Report every line of the rows that contains the string "pool".

Stored data
[Start]
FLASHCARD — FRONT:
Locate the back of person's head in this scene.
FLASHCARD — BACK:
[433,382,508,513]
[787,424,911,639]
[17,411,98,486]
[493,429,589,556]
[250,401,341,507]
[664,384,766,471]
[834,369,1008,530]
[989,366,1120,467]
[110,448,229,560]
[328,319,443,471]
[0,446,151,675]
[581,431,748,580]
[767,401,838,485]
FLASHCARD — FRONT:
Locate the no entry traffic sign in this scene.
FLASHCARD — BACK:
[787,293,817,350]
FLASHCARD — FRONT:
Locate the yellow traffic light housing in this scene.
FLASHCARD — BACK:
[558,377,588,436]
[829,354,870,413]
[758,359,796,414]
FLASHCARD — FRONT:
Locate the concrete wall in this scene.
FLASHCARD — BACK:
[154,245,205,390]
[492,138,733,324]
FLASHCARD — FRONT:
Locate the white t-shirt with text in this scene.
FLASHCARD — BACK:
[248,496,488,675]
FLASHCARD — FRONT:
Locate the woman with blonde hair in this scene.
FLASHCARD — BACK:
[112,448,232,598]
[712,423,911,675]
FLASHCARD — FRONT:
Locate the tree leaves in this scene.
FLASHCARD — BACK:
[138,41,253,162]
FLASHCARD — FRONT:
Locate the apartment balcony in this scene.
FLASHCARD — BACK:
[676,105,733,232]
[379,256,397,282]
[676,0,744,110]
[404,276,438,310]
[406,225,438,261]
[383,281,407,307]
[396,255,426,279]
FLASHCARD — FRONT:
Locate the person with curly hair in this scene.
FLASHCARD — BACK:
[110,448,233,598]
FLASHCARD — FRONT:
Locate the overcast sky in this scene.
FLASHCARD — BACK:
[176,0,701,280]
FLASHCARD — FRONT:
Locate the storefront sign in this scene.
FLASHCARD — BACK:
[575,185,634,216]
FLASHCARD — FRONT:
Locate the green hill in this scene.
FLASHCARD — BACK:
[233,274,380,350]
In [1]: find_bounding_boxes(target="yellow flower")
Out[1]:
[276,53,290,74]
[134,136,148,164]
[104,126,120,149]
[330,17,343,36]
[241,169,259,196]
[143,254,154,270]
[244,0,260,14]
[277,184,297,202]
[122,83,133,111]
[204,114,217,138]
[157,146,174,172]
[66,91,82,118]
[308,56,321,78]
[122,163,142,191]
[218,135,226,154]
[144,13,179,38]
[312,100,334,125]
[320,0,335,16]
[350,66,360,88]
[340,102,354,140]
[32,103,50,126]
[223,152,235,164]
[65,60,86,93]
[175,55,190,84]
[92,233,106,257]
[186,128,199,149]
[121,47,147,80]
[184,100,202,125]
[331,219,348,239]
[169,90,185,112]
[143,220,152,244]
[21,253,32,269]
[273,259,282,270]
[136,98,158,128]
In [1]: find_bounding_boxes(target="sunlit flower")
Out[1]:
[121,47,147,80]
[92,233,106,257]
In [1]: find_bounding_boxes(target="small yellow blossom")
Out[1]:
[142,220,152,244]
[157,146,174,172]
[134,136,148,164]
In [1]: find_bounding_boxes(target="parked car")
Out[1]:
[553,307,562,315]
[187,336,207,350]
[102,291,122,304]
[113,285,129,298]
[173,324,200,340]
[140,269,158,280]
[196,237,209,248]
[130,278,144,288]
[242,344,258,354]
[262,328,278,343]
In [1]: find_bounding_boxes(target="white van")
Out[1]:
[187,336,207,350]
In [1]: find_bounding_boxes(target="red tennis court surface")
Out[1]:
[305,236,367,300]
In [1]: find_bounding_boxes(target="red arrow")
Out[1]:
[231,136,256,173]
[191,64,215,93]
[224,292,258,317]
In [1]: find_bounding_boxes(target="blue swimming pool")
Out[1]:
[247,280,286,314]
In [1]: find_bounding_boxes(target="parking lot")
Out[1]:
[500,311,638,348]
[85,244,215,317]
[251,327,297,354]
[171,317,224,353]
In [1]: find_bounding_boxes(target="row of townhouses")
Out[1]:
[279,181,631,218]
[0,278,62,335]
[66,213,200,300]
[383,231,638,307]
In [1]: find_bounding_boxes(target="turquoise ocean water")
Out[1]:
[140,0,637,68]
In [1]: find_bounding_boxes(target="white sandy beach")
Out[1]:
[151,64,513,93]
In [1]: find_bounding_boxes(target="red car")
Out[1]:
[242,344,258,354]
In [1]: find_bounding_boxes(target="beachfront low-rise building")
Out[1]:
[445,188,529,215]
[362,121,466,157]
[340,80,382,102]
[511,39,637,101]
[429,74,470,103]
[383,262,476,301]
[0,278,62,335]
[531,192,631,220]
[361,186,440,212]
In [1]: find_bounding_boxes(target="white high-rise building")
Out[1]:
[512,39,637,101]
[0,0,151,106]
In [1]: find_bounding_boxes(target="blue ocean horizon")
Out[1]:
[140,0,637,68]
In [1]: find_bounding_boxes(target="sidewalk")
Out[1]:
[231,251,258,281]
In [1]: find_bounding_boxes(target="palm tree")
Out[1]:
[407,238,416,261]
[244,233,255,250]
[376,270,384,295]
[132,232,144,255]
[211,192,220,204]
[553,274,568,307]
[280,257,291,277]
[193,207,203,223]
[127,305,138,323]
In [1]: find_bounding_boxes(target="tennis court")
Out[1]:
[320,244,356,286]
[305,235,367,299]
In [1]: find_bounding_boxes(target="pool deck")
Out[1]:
[End]
**THE OUTPUT**
In [1]: find_bounding_boxes(target="blue swimming pool")
In [1]: find_bounding_boxes(target="pool deck")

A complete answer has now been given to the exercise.